● **JOB**
Edit the records below by changing every "One line each" to "One box per line" and leaving everything else unchanged.

● **DATA RECORDS**

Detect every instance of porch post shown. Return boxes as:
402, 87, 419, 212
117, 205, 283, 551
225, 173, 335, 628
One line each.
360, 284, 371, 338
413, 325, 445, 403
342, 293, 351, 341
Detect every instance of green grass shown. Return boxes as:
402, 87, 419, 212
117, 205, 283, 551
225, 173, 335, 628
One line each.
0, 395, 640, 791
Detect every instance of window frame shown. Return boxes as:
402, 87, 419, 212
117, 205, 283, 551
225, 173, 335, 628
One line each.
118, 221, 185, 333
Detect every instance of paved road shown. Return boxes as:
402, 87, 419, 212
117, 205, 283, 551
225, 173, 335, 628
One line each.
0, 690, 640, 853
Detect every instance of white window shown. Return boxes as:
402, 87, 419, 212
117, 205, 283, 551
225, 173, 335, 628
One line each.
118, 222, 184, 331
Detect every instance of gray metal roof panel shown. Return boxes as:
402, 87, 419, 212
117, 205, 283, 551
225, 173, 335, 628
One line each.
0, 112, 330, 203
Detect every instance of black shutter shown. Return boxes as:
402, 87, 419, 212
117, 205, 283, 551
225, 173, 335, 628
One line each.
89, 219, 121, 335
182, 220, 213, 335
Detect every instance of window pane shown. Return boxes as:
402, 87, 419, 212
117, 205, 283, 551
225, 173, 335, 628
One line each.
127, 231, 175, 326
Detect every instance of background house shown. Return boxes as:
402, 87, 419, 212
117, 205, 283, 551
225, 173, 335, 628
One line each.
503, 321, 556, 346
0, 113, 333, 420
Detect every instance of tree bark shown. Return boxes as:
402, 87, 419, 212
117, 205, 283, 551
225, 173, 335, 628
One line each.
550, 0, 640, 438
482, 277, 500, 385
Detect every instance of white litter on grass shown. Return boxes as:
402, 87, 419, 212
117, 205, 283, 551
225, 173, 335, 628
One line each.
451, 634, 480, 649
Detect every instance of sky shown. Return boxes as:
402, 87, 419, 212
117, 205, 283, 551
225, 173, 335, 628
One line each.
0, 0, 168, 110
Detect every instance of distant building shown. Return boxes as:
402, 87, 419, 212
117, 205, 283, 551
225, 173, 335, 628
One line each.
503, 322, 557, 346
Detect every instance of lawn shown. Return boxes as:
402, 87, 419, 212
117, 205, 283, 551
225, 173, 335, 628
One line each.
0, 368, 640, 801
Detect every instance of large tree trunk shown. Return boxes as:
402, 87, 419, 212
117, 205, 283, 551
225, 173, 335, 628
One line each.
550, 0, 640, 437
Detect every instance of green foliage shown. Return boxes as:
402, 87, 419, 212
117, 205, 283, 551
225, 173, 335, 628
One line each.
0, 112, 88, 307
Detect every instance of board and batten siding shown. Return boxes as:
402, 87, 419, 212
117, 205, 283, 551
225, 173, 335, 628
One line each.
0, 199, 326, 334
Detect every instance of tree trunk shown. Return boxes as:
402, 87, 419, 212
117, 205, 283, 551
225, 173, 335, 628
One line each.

● **OUTPUT FOR THIS EXERCISE**
Detect every instance of porch post shown. Return boxes as:
402, 87, 419, 212
117, 205, 283, 551
225, 173, 335, 628
One box per line.
360, 284, 371, 338
413, 325, 445, 403
342, 293, 351, 341
Detect every instance of green grass shown. Return boxes as:
402, 87, 419, 212
117, 205, 283, 551
225, 173, 335, 628
One box per line.
0, 395, 640, 791
Detect every instance of window frame shown. Return boxes as:
402, 87, 419, 212
117, 205, 283, 551
225, 173, 335, 628
One box per line.
118, 221, 185, 333
Detect every instance of paved road shown. Return boxes as:
402, 87, 419, 212
117, 205, 283, 551
225, 173, 335, 628
One box per line.
0, 690, 640, 853
Detect every instance of white window shown. Return boxes as:
402, 87, 419, 212
117, 205, 283, 551
225, 173, 335, 628
One box per line.
118, 222, 184, 331
Detect every instance of gray metal roof panel shown. Return boxes as:
402, 87, 419, 212
117, 205, 283, 551
225, 173, 335, 628
One box per line.
0, 112, 330, 203
Detect every instance of black shutter shown. Return boxes as:
402, 87, 419, 212
117, 205, 283, 551
225, 173, 335, 628
One box per line.
89, 219, 121, 335
182, 220, 213, 335
Detect every instance of window pane shown. Return boxes as:
402, 87, 419, 212
117, 205, 283, 551
225, 173, 335, 628
One box per line.
127, 231, 175, 326
Detect every instance of background house shown. Return boxes as:
402, 87, 419, 212
117, 205, 283, 551
225, 173, 335, 628
One box per line.
503, 321, 556, 346
0, 113, 333, 420
Detect every instance of tree bark shown. Return boxes as:
402, 87, 419, 212
117, 205, 283, 551
225, 173, 335, 628
One box per line.
550, 0, 640, 438
482, 277, 500, 385
Detect every instance of white litter on grass shown. Return boxes as:
402, 87, 419, 212
117, 205, 283, 551
225, 173, 335, 628
One box per line.
451, 634, 480, 649
Detect every instance of sky shown. Return boxes as:
402, 87, 419, 212
117, 205, 283, 551
225, 173, 335, 628
One box per line.
0, 0, 168, 110
Detect every instance of distant building shown. Return boxes as:
402, 87, 419, 212
117, 205, 283, 551
225, 173, 335, 628
One box per line.
503, 322, 557, 346
Detect every instance of lawn shown. Return boxes as:
402, 87, 419, 212
117, 205, 283, 551
225, 173, 335, 628
One box per line.
0, 368, 640, 801
Detect every instance of large tree trunk shown. Return boxes as:
402, 87, 419, 212
117, 205, 283, 551
225, 173, 335, 628
One box per line.
550, 0, 640, 437
Detect every instance of green foliage shown. Return boxes as:
402, 87, 419, 212
117, 205, 283, 551
225, 173, 335, 628
One box per line.
0, 112, 88, 307
Detect every instance of board and batten siding shown. Return boxes as:
402, 87, 419, 212
117, 205, 283, 551
225, 173, 335, 628
One box per line.
0, 199, 326, 334
Detect every instance of tree trunk shown. Return boxes as:
402, 87, 419, 212
117, 205, 283, 551
225, 173, 335, 628
One box per line.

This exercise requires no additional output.